[DATASET RECORDS start]

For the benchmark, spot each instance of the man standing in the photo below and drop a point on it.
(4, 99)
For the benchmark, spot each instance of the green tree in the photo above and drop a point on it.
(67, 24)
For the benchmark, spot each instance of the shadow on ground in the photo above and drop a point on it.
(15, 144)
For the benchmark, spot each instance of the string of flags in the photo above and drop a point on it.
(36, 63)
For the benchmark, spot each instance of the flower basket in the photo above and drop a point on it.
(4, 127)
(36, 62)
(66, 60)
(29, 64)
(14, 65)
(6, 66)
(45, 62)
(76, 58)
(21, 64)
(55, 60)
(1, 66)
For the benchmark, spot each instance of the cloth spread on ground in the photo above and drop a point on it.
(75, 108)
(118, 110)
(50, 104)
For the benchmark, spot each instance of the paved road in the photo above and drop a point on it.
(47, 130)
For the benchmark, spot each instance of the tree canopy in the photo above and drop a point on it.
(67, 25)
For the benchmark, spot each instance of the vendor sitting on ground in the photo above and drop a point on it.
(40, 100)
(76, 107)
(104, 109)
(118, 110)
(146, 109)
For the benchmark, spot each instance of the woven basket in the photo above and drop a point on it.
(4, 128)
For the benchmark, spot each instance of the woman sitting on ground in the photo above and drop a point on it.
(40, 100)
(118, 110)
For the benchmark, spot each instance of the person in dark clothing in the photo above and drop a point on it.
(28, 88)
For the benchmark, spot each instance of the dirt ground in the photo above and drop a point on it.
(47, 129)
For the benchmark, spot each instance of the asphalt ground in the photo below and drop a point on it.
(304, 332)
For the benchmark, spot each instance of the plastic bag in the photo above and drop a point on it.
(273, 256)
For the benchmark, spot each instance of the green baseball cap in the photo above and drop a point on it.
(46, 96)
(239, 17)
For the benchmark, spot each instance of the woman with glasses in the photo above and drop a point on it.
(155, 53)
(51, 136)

[DATASET RECORDS end]

▶ [SET PROBLEM]: Arrange the stretch of the material above, from the line containing "For the benchmark, spot each instance of the tree" through the end, as a Markdown table with the columns Row and Text. Give each nonblank line its own row number.

▶ [SOLUTION]:
| Row | Text |
|---|---|
| 1 | For the benchmark, spot each instance of the tree canopy in the photo above and drop a point on it. |
| 2 | (67, 25) |
| 3 | For the benchmark, spot each instance of the vendor sitting on ground in the photo above and drop a point on it. |
| 4 | (40, 100) |
| 5 | (76, 107) |
| 6 | (104, 109) |
| 7 | (118, 110) |
| 8 | (146, 109) |
| 9 | For the benchmark, spot each instance of the woven basket in the photo above and drop a point on it. |
| 10 | (4, 128) |
| 11 | For the benchmark, spot each instance of the woman sitting on ground in the photo above and drop a point on it. |
| 12 | (40, 100) |
| 13 | (118, 110) |
| 14 | For the benchmark, spot each instance of the person in dark clothing in the photo above and drop a point on it. |
| 15 | (28, 88) |
| 16 | For the benchmark, spot each instance of the dirt ground in the photo above and drop a point on it. |
| 17 | (47, 129) |
| 18 | For the benchmark, spot each instance of the asphalt ground in the photo below and drop a point on it. |
| 19 | (304, 332) |
| 20 | For the benchmark, spot each instance of the plastic bag in the photo above and drop a point on it. |
| 21 | (273, 256) |
| 22 | For the benchmark, spot each instance of the green baseball cap in the photo above and drop a point on it. |
| 23 | (46, 96) |
| 24 | (239, 17) |
| 25 | For the benchmark, spot each instance of the woman with glasses in the photo above and drop a point on it. |
| 26 | (155, 53) |
| 27 | (51, 136) |